◆ **WHAT THE TASK REQUIRES**:
Turn every line of the items below into a numbered list, leaving out any blank lines.

- - - -

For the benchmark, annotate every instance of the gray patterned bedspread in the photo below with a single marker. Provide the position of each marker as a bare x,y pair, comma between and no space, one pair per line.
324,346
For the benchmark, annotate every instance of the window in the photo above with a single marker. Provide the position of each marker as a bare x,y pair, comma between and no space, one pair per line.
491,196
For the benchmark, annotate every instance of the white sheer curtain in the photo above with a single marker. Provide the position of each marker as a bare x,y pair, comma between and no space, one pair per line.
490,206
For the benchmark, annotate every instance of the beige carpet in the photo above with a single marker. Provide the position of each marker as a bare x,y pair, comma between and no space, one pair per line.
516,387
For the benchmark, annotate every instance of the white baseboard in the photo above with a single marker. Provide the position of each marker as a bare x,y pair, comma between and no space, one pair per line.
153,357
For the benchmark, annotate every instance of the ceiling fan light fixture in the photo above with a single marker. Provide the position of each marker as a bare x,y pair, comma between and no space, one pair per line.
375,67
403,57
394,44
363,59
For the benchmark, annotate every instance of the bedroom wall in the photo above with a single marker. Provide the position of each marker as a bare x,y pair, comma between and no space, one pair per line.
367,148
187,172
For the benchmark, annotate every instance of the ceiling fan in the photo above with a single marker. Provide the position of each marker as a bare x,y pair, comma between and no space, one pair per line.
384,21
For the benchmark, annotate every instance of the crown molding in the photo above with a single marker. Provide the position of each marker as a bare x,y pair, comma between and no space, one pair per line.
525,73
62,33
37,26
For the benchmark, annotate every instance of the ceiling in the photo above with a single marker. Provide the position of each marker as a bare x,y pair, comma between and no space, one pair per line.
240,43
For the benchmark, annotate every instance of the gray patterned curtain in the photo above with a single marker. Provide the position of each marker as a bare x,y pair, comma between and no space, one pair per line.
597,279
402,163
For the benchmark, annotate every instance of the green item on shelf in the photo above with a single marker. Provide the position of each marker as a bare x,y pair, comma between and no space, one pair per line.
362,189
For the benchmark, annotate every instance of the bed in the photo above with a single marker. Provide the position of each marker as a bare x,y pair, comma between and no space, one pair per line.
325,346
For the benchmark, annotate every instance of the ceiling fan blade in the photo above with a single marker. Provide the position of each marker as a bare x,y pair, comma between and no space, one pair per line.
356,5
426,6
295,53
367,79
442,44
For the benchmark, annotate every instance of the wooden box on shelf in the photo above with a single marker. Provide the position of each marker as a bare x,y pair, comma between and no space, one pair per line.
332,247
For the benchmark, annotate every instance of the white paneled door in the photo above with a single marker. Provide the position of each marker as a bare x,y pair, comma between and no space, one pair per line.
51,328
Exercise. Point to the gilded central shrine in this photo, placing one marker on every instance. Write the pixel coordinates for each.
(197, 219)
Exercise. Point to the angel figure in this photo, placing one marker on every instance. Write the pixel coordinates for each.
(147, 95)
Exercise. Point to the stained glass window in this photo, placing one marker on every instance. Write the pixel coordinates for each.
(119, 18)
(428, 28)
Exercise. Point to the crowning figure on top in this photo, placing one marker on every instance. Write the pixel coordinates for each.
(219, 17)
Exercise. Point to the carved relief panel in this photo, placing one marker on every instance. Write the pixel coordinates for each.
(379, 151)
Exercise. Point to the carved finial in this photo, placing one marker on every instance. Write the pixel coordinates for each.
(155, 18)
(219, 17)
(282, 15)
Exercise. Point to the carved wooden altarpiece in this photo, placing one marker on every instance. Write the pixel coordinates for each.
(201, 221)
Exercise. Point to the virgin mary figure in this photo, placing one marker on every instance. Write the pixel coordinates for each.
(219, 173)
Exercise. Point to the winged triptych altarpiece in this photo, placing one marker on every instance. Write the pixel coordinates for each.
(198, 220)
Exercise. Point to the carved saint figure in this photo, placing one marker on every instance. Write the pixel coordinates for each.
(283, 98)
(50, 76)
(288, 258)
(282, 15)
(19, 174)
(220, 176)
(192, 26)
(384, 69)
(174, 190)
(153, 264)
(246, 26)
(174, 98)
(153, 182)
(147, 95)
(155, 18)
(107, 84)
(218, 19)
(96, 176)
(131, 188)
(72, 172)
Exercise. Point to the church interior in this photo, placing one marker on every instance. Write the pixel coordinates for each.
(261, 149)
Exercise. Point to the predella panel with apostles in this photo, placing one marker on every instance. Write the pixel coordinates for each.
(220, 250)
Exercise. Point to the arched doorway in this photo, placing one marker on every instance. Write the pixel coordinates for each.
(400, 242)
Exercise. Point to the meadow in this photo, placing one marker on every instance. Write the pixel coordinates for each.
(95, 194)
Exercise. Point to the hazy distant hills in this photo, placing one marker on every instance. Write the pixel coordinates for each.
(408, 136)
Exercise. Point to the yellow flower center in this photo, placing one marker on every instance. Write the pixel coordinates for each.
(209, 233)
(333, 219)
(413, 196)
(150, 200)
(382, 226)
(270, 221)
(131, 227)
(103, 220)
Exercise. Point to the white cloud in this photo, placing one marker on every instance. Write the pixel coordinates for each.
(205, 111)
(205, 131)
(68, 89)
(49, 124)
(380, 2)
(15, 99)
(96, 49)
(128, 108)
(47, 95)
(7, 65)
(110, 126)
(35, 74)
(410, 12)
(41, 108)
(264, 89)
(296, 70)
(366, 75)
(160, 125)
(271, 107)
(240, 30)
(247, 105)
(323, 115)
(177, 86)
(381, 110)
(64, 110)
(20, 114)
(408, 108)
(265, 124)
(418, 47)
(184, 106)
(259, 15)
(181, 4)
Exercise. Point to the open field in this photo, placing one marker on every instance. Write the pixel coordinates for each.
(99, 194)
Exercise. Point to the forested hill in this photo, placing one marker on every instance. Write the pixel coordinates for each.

- - - -

◆ **SOLUTION FOR THIS TASK**:
1. For the benchmark, annotate every instance of the gray patterned bedspread in the photo below with a single marker. Provide the position of each marker as a bare x,y pair, comma between and no space, one pair per line.
2. 324,346
3. For the benchmark, annotate every instance of the window in the photo above with a single marker. Provide the position of each marker as a bare x,y pair, comma between and no space, one pair per line.
4. 491,196
5. For the benchmark, annotate every instance of the white sheer curtain in the photo above with a single marker. Provide the position of each marker as a bare x,y pair, comma between and no space, one pair per line.
6. 490,206
7. For the benchmark, annotate every instance of the beige carpet in the photo above with a single marker. Provide the position of each marker as a bare x,y pair, comma between and no space, one pair per line.
8. 516,387
9. For the benchmark, annotate every instance of the white baseboard in the photo above with a single marker. Provide the position of each marker as a bare x,y pair, comma between and no space, one pair per line.
10. 153,357
11. For the benchmark, annotate every instance of the ceiling fan light fixture in the photo above with a single marker. Provide the position of each marker as a bare x,y pair, comma between and no space, one pair per line.
12. 375,67
13. 403,57
14. 394,44
15. 363,59
16. For the benchmark, annotate every instance of the bedroom wall in the photo above with a single marker. Provide the position of each marker as a bare x,y pair, comma between and no space, one pair per line.
17. 367,148
18. 187,172
19. For the benchmark, annotate every instance of the ceiling fan in the photo above with a single marker. Provide the position of each marker as a bare x,y pair, comma between and no space, one pair per line.
20. 384,21
21. For the benchmark, annotate every instance of the crown molding in the photo above with a single marker. Provide the position of each marker as a bare x,y pair, comma between and no space, one pair per line.
22. 525,73
23. 62,33
24. 37,26
25. For the benchmark, annotate every instance of the ceiling in the photo above with a single marker. Provide the position of each marker as a bare x,y pair, comma between and no space, one pair per line.
26. 240,43
27. For the benchmark, annotate every instance of the gray patterned curtain in the photo above with a single marker. Provide the position of each marker as a bare x,y pair, comma between and no space, one pair per line.
28. 597,279
29. 402,163
30. For the benchmark, annotate every instance of the green item on shelf in the photo above with a single marker. Provide the position of each marker as a bare x,y pair, comma between and no space, one pair per line.
31. 362,189
32. For the benchmark, annotate every instance of the bed in the photo above with a single marker. Provide the position of each marker as a bare x,y pair, comma between and no space, one pair per line.
33. 325,346
34. For the benchmark, annotate every instance of the ceiling fan blade in the photo above with a single marker. Provide the position of each marker as a bare x,y pair, comma between and no space, one pair per line.
35. 356,5
36. 426,6
37. 295,53
38. 367,79
39. 442,44
40. For the benchmark, annotate every instance of the wooden box on shelf in the photo above with a single marker. Provide the position of each marker as a bare x,y pair, comma between and no space, one pair per line.
41. 332,247
42. For the benchmark, annotate every instance of the white paneled door in the photo above with a single marker. Provide the position of each marker as a bare x,y pair, comma between and no space, one pair per line.
43. 51,328
44. Exercise. Point to the gilded central shrine in this photo, placing one marker on every instance. Write the pixel coordinates for each.
45. (197, 219)
46. Exercise. Point to the angel figure in this photo, placing one marker on every instance. Write the pixel coordinates for each.
47. (147, 95)
48. Exercise. Point to the stained glass window in this photo, placing one marker on every instance. Write the pixel coordinates for each.
49. (119, 18)
50. (428, 28)
51. Exercise. Point to the crowning figure on top in this photo, placing one marker on every instance. Write the pixel coordinates for each.
52. (219, 17)
53. Exercise. Point to the carved relief panel in this photo, placing one marker on every instance. Write the pixel coordinates for each.
54. (379, 151)
55. Exercise. Point to the carved finial in this photo, placing one marker on every instance. Write the pixel coordinates for each.
56. (155, 18)
57. (219, 17)
58. (282, 15)
59. Exercise. Point to the carved wooden altarpiece in this photo, placing one marker on every instance. Write the pixel coordinates for each.
60. (201, 221)
61. Exercise. Point to the virgin mary figure in this photo, placing one marker on every instance. Write the pixel coordinates for each.
62. (219, 173)
63. Exercise. Point to the winged triptych altarpiece in this photo, placing one marker on every instance. Write the pixel coordinates for each.
64. (198, 220)
65. Exercise. Point to the carved saint figure in this photo, placing one marker on every instance. Write the pixel coordinates for each.
66. (283, 98)
67. (50, 76)
68. (288, 258)
69. (282, 15)
70. (19, 174)
71. (220, 176)
72. (192, 26)
73. (384, 69)
74. (174, 190)
75. (153, 264)
76. (246, 26)
77. (174, 98)
78. (153, 182)
79. (147, 95)
80. (155, 18)
81. (107, 84)
82. (218, 19)
83. (96, 176)
84. (131, 188)
85. (72, 172)
86. Exercise. Point to the church interior in this photo, placing one marker on every instance. Write the pixel coordinates for each.
87. (261, 149)
88. Exercise. Point to the predella panel with apostles in this photo, placing one marker on every instance. Write the pixel coordinates for each.
89. (220, 250)
90. Exercise. Point to the arched doorway in this photo, placing one marker on every instance. Write the pixel coordinates for each.
91. (400, 242)
92. Exercise. Point to the meadow in this photo, placing one marker on every instance. Write the pixel coordinates for each.
93. (95, 194)
94. Exercise. Point to the hazy distant hills in this photo, placing one marker on every instance. Write the pixel coordinates for each.
95. (408, 136)
96. Exercise. Point to the yellow flower center in this photo, placing one marker on every instance. Write the pixel coordinates for each.
97. (209, 233)
98. (333, 219)
99. (413, 196)
100. (150, 200)
101. (382, 226)
102. (270, 221)
103. (131, 227)
104. (103, 220)
105. Exercise. Point to the white cloud in this photo, placing one marker on every instance. Write the pixel coordinates for each.
106. (205, 111)
107. (205, 131)
108. (68, 89)
109. (49, 124)
110. (380, 2)
111. (15, 99)
112. (96, 49)
113. (128, 108)
114. (47, 95)
115. (7, 65)
116. (110, 126)
117. (35, 74)
118. (410, 12)
119. (41, 108)
120. (264, 89)
121. (296, 70)
122. (366, 75)
123. (160, 125)
124. (271, 107)
125. (240, 30)
126. (247, 105)
127. (323, 115)
128. (177, 86)
129. (381, 110)
130. (64, 110)
131. (20, 114)
132. (408, 108)
133. (265, 124)
134. (418, 47)
135. (184, 106)
136. (259, 15)
137. (181, 4)
138. Exercise. Point to the open field in this photo, placing one marker on every instance. Write the pixel coordinates for each.
139. (99, 194)
140. Exercise. Point to the forested hill in this photo, placing one marker on every instance. Write the pixel coordinates for each.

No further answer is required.